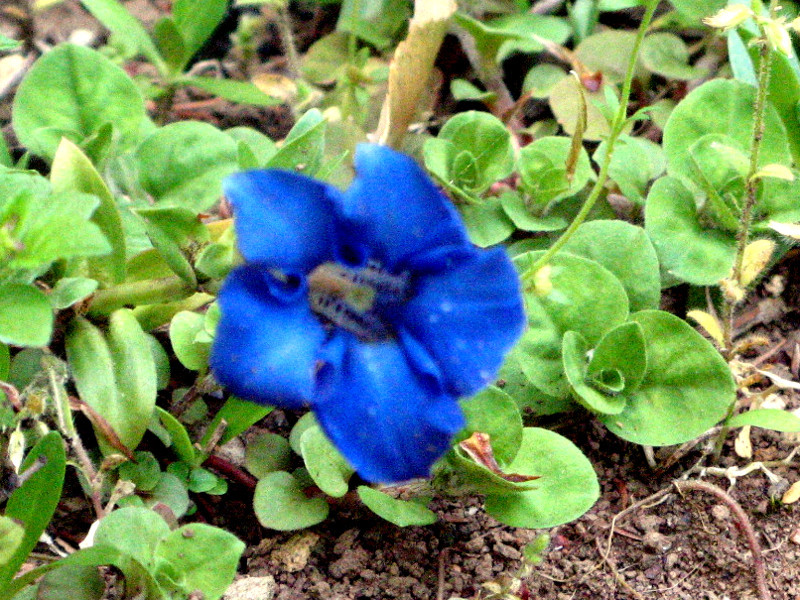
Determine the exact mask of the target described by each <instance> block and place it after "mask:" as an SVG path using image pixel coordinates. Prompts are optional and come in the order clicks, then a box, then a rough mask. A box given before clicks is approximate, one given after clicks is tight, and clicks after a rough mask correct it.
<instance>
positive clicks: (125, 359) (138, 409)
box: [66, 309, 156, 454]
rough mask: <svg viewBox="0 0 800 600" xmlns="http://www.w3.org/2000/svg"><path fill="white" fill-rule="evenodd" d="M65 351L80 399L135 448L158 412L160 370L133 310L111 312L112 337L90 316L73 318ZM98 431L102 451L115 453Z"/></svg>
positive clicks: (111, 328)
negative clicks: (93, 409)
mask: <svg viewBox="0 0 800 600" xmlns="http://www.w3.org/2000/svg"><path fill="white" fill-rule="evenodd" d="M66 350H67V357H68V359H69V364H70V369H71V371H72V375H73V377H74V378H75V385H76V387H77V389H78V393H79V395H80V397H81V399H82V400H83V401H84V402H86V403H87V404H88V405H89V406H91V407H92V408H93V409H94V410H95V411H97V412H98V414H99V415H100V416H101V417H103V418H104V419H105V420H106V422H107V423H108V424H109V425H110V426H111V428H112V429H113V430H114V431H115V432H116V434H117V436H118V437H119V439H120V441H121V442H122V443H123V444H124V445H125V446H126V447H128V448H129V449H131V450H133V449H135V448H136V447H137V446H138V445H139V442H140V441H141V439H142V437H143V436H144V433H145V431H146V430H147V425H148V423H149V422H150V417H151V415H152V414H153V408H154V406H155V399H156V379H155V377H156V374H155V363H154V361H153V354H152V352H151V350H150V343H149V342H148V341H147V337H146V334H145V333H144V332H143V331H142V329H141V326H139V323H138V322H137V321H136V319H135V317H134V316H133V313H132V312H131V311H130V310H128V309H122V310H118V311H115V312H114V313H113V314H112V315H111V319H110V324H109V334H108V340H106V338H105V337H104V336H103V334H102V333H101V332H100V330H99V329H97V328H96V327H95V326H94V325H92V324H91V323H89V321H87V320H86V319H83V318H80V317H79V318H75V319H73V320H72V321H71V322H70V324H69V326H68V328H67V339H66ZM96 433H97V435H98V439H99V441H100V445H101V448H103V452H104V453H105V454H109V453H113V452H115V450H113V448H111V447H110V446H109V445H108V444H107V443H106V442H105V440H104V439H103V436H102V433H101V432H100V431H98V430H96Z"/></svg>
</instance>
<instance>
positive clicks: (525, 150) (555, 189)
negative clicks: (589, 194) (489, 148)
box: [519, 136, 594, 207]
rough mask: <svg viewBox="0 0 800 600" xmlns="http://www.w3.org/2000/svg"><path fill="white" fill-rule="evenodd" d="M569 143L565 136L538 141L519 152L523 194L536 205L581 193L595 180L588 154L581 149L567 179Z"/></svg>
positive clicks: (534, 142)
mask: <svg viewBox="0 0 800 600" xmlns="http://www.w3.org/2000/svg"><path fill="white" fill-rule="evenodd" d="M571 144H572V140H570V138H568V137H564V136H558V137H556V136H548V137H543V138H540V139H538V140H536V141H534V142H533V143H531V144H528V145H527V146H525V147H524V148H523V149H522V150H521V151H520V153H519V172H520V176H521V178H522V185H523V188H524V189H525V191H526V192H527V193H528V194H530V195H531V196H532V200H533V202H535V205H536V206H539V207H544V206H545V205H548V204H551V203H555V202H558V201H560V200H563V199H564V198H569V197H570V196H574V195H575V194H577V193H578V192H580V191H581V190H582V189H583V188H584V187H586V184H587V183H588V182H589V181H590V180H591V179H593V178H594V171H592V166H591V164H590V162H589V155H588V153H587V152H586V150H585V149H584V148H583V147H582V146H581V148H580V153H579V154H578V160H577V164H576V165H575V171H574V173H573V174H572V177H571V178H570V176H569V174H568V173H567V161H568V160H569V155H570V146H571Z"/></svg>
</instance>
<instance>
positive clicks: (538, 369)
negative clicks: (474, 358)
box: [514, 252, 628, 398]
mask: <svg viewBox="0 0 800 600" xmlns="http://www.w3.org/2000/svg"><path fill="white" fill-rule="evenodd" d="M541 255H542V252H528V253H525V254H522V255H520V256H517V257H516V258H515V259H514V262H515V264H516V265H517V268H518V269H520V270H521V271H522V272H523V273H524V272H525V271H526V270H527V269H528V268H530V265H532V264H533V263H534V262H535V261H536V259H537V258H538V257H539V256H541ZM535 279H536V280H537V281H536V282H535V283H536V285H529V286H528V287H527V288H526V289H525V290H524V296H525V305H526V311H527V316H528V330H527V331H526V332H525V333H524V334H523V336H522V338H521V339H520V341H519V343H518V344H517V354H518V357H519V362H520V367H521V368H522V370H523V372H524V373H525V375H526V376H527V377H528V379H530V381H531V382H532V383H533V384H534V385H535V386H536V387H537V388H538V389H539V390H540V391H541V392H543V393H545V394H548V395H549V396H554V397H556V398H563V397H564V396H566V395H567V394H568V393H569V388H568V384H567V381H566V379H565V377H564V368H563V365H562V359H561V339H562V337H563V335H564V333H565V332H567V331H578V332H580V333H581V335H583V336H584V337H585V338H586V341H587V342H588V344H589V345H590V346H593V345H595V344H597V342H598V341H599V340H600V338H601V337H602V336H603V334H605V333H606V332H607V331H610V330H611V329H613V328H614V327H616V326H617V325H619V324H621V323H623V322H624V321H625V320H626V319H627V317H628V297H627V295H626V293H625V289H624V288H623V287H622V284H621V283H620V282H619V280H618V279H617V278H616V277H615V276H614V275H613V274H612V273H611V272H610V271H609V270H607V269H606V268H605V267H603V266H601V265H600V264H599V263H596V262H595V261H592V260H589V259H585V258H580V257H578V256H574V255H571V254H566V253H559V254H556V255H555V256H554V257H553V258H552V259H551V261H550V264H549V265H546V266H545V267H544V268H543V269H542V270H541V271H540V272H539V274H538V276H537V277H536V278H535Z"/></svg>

= = = =

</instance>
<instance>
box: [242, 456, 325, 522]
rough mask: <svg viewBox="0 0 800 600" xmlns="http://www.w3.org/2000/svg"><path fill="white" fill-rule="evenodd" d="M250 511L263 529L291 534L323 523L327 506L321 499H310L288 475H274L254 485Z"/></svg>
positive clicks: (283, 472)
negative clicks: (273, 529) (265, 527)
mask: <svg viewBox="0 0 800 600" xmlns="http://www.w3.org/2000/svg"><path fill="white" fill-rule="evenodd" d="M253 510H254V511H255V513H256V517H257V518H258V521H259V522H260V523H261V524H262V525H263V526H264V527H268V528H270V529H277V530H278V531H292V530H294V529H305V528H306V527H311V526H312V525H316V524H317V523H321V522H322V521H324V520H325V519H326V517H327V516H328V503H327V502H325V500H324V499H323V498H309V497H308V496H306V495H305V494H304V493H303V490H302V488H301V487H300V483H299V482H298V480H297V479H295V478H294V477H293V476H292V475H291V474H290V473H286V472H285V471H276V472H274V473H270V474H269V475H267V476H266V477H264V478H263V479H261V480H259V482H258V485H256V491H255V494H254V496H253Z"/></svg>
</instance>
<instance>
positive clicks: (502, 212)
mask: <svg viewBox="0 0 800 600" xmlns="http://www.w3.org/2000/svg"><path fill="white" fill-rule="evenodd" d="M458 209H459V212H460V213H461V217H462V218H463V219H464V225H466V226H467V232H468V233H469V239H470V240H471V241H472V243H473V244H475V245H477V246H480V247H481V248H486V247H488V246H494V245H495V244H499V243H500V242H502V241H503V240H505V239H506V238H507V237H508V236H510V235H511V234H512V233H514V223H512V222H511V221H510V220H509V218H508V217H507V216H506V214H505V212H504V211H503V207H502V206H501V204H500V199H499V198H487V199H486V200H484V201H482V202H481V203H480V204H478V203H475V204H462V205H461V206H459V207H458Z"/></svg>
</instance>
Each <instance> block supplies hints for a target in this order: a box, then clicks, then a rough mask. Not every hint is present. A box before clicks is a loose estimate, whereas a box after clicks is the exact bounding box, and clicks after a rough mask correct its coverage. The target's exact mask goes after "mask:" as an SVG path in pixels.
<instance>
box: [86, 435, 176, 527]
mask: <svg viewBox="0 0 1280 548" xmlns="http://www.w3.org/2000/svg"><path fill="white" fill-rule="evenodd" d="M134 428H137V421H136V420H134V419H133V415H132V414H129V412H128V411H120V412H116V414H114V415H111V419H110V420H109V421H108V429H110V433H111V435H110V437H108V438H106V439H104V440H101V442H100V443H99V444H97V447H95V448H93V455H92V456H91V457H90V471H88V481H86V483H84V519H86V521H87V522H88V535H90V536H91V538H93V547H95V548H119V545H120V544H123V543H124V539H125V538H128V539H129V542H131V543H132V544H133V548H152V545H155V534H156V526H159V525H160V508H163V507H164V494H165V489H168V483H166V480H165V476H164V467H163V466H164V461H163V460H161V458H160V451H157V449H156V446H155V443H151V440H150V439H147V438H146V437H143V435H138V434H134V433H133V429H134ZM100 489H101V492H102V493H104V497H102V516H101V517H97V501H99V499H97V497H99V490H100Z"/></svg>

= = = =

About this exercise =
What is the number of lines in the material above that include "before"? Answer with the number only.

Answer to the exercise =
2